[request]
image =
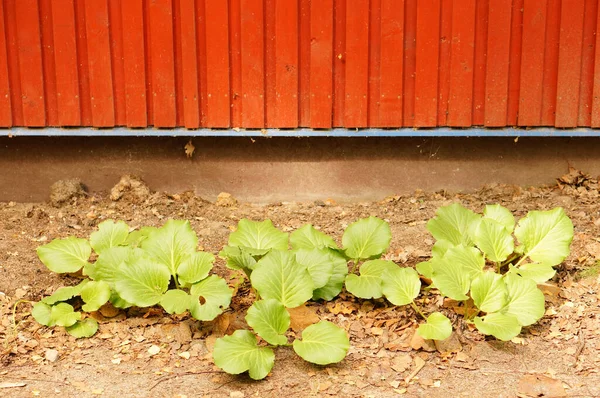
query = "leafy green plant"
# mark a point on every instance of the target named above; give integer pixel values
(475, 261)
(282, 279)
(141, 268)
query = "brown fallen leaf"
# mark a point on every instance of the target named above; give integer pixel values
(7, 384)
(401, 362)
(302, 317)
(449, 345)
(541, 386)
(189, 149)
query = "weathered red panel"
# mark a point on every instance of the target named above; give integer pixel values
(532, 62)
(427, 57)
(497, 68)
(286, 62)
(445, 59)
(357, 64)
(186, 27)
(299, 63)
(163, 63)
(5, 104)
(217, 70)
(65, 56)
(392, 55)
(569, 64)
(321, 61)
(253, 63)
(30, 62)
(596, 91)
(460, 103)
(134, 64)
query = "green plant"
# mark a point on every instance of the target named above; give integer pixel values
(140, 268)
(281, 279)
(475, 260)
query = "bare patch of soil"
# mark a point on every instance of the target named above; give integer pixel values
(149, 353)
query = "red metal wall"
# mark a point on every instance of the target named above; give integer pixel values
(290, 63)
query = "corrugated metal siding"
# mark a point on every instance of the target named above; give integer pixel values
(299, 63)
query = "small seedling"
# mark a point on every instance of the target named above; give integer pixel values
(140, 268)
(282, 279)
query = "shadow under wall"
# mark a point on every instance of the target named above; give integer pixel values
(275, 169)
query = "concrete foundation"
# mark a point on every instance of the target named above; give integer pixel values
(289, 169)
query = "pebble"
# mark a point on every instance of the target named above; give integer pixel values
(51, 355)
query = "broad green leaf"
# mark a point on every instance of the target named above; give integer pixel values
(95, 295)
(85, 328)
(438, 327)
(453, 273)
(279, 276)
(171, 244)
(545, 236)
(501, 326)
(238, 258)
(453, 223)
(42, 313)
(494, 240)
(65, 293)
(440, 247)
(400, 285)
(525, 300)
(319, 264)
(489, 292)
(110, 261)
(62, 314)
(369, 283)
(258, 237)
(270, 320)
(195, 268)
(469, 258)
(239, 352)
(175, 301)
(452, 281)
(307, 237)
(426, 268)
(323, 343)
(118, 302)
(367, 238)
(500, 214)
(334, 285)
(539, 273)
(65, 255)
(143, 281)
(109, 234)
(209, 298)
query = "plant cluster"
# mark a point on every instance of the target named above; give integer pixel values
(476, 260)
(141, 268)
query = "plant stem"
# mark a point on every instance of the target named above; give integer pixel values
(520, 261)
(354, 266)
(418, 311)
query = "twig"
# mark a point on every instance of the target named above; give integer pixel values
(174, 376)
(415, 372)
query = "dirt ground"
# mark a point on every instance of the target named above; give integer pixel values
(559, 356)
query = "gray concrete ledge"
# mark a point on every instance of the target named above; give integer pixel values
(275, 169)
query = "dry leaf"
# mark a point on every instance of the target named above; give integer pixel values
(541, 386)
(302, 317)
(7, 384)
(153, 350)
(401, 362)
(189, 149)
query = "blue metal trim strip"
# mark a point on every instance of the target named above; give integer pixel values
(303, 132)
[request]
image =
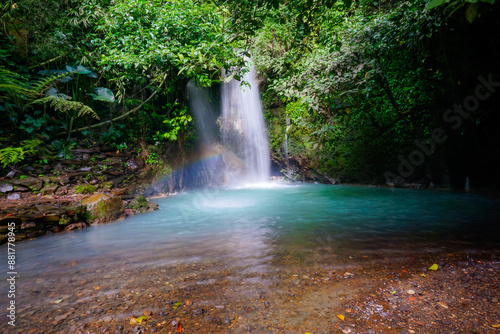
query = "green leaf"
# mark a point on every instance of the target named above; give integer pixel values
(471, 12)
(141, 319)
(82, 70)
(434, 3)
(103, 94)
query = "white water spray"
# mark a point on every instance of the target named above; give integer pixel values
(243, 131)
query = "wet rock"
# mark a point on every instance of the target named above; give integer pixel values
(30, 182)
(27, 224)
(35, 234)
(5, 187)
(139, 204)
(49, 189)
(134, 164)
(57, 167)
(62, 191)
(14, 196)
(74, 226)
(28, 169)
(56, 229)
(104, 208)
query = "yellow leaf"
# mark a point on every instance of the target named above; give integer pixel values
(141, 319)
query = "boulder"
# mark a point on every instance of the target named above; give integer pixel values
(134, 164)
(49, 189)
(140, 204)
(74, 226)
(27, 224)
(5, 187)
(33, 183)
(103, 208)
(14, 196)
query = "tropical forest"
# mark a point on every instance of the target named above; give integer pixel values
(253, 166)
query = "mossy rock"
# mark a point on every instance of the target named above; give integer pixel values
(103, 208)
(84, 189)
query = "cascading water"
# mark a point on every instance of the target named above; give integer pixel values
(207, 170)
(243, 132)
(233, 148)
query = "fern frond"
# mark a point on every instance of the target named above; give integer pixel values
(45, 83)
(11, 155)
(16, 89)
(63, 105)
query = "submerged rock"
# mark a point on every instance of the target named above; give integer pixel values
(33, 183)
(49, 189)
(5, 187)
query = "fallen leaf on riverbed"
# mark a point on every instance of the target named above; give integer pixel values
(434, 267)
(443, 305)
(179, 328)
(141, 319)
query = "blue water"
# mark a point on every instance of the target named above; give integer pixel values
(254, 225)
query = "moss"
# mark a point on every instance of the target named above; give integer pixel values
(65, 220)
(84, 189)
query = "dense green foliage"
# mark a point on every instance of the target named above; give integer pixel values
(356, 87)
(360, 83)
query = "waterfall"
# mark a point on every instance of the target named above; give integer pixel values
(287, 151)
(207, 171)
(244, 132)
(233, 144)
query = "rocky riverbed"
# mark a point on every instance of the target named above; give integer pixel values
(98, 185)
(320, 293)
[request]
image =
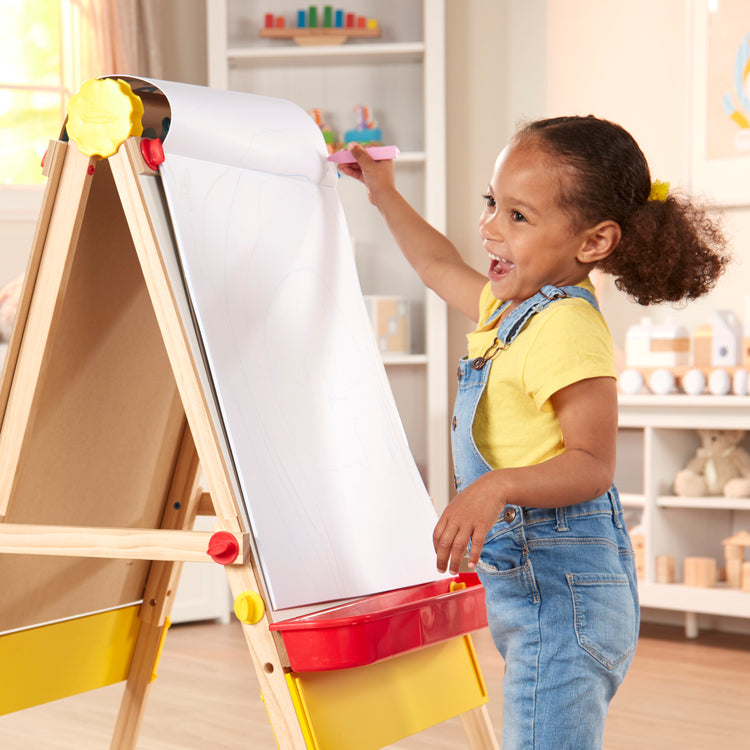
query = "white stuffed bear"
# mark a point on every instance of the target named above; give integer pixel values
(9, 296)
(720, 467)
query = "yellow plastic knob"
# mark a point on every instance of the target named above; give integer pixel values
(249, 607)
(103, 114)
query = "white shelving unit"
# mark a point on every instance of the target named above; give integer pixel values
(401, 78)
(662, 432)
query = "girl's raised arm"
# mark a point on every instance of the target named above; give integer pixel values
(432, 255)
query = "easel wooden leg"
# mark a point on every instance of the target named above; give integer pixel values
(478, 729)
(161, 584)
(132, 709)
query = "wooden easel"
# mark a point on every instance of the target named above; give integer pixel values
(108, 421)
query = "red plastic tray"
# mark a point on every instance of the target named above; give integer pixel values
(383, 625)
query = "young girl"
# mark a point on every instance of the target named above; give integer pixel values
(535, 421)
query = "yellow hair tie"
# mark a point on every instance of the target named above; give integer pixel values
(659, 191)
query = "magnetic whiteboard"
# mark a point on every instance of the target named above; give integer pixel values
(336, 504)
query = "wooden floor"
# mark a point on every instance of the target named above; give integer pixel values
(679, 695)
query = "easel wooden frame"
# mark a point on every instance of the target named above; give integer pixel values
(198, 447)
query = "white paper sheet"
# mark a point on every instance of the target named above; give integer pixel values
(337, 506)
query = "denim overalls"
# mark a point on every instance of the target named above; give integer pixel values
(560, 585)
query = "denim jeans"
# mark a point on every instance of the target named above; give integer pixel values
(560, 591)
(562, 606)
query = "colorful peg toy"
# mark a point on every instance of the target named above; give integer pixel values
(316, 28)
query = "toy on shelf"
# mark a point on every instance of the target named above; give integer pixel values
(366, 131)
(659, 357)
(390, 320)
(721, 466)
(738, 571)
(314, 28)
(328, 135)
(700, 572)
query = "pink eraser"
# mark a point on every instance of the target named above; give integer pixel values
(379, 153)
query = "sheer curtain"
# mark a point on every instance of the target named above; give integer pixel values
(123, 37)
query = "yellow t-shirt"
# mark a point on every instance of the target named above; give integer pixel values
(568, 341)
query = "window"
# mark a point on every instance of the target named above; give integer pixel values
(44, 56)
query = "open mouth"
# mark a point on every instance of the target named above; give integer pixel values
(500, 266)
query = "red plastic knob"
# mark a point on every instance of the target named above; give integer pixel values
(223, 548)
(152, 152)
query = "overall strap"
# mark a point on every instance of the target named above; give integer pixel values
(517, 320)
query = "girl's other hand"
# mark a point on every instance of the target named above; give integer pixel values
(376, 176)
(469, 516)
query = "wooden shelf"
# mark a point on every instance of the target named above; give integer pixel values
(719, 600)
(686, 412)
(382, 52)
(319, 36)
(704, 503)
(390, 360)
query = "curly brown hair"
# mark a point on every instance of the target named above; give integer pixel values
(671, 249)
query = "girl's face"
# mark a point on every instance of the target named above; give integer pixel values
(531, 241)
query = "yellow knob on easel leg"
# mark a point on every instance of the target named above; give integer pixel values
(103, 114)
(249, 607)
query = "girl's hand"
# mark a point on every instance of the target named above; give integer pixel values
(470, 515)
(377, 176)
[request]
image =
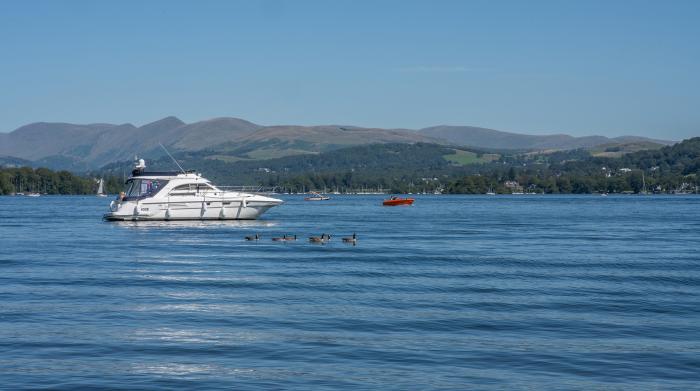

•••

» What you will do:
Show, from the records above, every line that includes "blue".

» Expected answer:
query = "blue metal trim strip"
query = "blue water"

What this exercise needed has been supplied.